#### [EXTRAIT FOURNI]

▼▼▼

Les associations à la manœuvre

En 1933, quatre jeunes hommes souffrant de poliomyélite veulent rompre avec l’isolement et l’exclusion dont ils sont victimes. C’est le début de l’histoire de l’Association des paralysés de France devenue en 2008 APF France handicap. Pour la première fois, ce sont les premiers concernés qui trouvent dans la forme associative, l’opportunité de développer ce qui n’existait pas : des établissements dédiés, une offre de soins adaptée. APF France handicap gère aujourd’hui 125 structures pour enfants et adolescents, 261 pour les adultes, et 25 établissements et services d’aide par le travail.

Au lendemain de la 2de Guerre-mondiale, des parents d’enfants en situation de handicap intellectuel inventent les premières réponses pour ces enfants laissés de côté. Ces initiatives se regroupent en 1960 au sein de l’Union nationale des parents d’enfants inadaptés. L’Unapei regroupe aujourd’hui 550 associations et 55 000 familles et édifient, par eux-mêmes, l’offre d’accompagnement médico-social adaptée à leurs enfants.

Pour ces deux organisations, après le temps de la création des réponses aux besoins des personnes et des familles, vient celui de la revendication à partir des années soixante (qui n’interrompt pas la création de nouveaux services et établissements). Les personnes en situation de handicap ne sont plus seulement des personnes dont il faut s’occuper, mais des individus qui aspirent à la plus grande autonomie possible, à faire reconnaître leurs droits et revendiquent leur désir de participation à la vie sociale. La première politique du handicap s’inscrit dans la loi Veil de 1975, fortement inspirée par ces mouvements associatifs.

image d'un enfant en situation de handicap auditif

Aménager la maison commune

Les associations restent en première ligne des innovations pour progresser vers une société inclusive.
Nous en décrirons deux exemples.

En créant Handéo en 2007, le monde du handicap souhaitait se doter d’un outil apte à permettre à chacun d’être citoyen en développant la connaissance, la création de référentiels qualité des services et la formation des professionnels. L’observatoire produit de manière participative des connaissances et contribue à révéler les carences de notre société. Son travail sur le droit de vote a contribué, par exemple, à l’octroi de ce droit aux personnes placées sous tutelle. Même si la loi reste limitative dans l’organisation effective du droit de vote faute d’un accompagnement opérationnel, c’est une avancée récente obtenue en 2019.

▲▲▲

#### [ÉNONCÉ DE L'EXERCICE]
D'après l'extrait fourni, en quelle année l'Association des paralysés de France a-t-elle pris le nom d'APF France handicap ?

#### [EXTRAITS DES LIGNES]
▼▼▼

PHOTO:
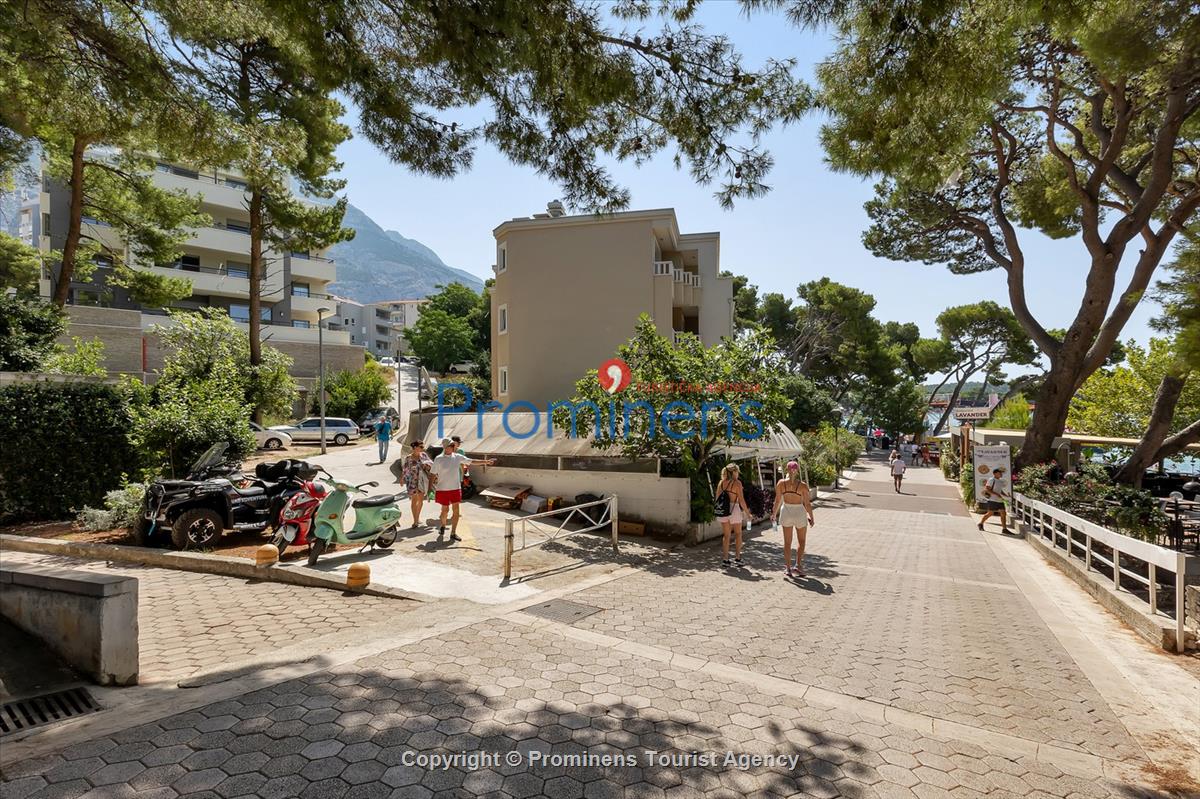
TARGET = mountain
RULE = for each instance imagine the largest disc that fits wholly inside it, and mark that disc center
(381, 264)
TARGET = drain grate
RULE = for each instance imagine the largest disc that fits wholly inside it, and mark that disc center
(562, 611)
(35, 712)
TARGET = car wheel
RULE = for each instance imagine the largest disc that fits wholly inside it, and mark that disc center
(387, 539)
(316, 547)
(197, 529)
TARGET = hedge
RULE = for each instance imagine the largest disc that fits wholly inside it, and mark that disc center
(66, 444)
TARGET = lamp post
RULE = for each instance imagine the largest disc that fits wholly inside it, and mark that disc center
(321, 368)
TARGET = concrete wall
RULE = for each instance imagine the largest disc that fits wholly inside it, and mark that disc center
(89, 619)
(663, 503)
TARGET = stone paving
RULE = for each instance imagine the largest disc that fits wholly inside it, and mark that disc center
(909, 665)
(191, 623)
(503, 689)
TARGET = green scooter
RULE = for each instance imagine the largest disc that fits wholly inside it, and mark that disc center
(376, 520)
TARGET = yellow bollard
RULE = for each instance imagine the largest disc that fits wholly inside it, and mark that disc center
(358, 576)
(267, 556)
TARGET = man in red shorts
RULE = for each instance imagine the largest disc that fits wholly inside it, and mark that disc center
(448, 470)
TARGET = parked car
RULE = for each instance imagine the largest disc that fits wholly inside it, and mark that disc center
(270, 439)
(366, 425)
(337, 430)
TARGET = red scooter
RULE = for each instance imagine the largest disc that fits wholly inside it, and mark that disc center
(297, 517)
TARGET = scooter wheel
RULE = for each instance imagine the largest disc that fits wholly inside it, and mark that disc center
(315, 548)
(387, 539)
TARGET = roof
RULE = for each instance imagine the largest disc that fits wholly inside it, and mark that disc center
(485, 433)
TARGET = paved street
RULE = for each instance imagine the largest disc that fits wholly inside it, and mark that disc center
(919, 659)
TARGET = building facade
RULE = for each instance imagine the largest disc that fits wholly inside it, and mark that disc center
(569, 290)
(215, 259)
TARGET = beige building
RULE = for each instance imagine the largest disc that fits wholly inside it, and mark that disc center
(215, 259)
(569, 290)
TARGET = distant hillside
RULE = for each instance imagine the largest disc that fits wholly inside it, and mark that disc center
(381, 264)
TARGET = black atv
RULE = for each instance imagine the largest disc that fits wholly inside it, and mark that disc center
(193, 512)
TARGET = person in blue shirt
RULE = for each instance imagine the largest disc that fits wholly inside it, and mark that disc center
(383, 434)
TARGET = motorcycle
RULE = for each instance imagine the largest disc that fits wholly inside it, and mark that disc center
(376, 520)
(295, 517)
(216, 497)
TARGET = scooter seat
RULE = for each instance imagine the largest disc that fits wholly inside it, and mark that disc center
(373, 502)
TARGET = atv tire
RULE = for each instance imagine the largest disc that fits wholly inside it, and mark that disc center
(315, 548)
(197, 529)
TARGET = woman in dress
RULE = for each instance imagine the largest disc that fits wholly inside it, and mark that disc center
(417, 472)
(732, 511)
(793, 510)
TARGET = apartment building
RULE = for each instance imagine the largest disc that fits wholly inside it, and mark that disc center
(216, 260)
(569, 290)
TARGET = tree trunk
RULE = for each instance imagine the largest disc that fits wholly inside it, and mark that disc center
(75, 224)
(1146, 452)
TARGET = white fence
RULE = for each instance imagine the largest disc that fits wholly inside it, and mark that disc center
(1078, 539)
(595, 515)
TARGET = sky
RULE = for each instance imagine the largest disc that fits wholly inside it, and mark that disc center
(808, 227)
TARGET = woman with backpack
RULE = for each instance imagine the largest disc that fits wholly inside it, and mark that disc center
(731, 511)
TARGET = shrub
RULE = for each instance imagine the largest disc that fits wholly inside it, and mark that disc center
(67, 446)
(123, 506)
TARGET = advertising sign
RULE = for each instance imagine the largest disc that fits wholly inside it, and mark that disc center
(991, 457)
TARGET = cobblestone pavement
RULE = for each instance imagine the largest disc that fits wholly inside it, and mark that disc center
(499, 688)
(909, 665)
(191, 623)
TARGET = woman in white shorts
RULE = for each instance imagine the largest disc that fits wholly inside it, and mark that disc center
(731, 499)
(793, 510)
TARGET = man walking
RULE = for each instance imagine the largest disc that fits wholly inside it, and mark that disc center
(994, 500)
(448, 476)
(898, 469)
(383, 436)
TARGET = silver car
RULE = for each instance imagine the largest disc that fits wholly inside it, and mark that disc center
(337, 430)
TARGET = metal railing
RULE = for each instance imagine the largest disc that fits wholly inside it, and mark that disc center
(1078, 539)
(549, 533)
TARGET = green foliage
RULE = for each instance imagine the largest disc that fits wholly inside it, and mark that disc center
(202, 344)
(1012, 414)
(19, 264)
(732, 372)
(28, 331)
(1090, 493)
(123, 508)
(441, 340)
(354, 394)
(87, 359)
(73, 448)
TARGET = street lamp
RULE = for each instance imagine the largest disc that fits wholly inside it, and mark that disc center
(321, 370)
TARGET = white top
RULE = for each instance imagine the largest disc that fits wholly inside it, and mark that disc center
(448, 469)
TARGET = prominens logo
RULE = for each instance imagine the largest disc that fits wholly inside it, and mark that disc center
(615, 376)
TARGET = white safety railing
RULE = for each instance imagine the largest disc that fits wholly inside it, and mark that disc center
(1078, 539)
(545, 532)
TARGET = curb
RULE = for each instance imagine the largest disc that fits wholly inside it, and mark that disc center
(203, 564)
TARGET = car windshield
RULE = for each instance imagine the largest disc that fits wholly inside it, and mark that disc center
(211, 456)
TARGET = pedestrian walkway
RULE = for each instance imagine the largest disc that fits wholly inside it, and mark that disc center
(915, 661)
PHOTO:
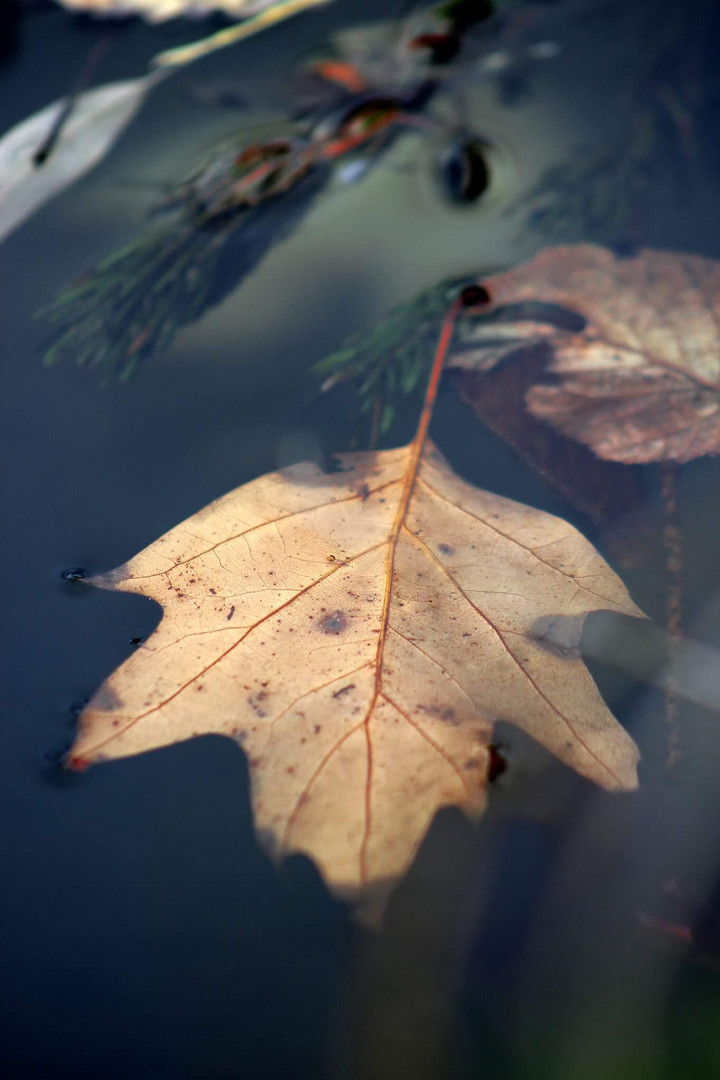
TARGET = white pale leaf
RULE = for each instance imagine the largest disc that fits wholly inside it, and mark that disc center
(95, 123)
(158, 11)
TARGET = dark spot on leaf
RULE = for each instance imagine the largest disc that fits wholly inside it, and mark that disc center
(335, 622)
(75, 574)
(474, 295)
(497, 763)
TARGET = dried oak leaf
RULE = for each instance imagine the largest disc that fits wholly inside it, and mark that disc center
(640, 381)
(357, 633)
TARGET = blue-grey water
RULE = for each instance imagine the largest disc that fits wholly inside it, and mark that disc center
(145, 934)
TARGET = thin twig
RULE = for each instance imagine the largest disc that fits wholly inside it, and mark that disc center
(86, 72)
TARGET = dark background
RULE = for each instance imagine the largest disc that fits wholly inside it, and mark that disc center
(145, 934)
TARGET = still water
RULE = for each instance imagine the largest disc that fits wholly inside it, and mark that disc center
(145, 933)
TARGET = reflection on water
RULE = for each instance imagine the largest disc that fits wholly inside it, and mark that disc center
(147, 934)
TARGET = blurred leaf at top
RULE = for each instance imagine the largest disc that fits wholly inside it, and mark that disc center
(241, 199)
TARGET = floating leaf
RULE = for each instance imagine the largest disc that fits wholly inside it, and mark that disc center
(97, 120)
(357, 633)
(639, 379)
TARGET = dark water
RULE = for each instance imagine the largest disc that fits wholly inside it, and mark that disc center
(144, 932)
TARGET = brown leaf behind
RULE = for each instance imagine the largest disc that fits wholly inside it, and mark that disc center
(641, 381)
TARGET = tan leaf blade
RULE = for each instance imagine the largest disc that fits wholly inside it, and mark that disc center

▲▲▲

#### [CORRIGÉ DE L'EXERCICE]
En 2008.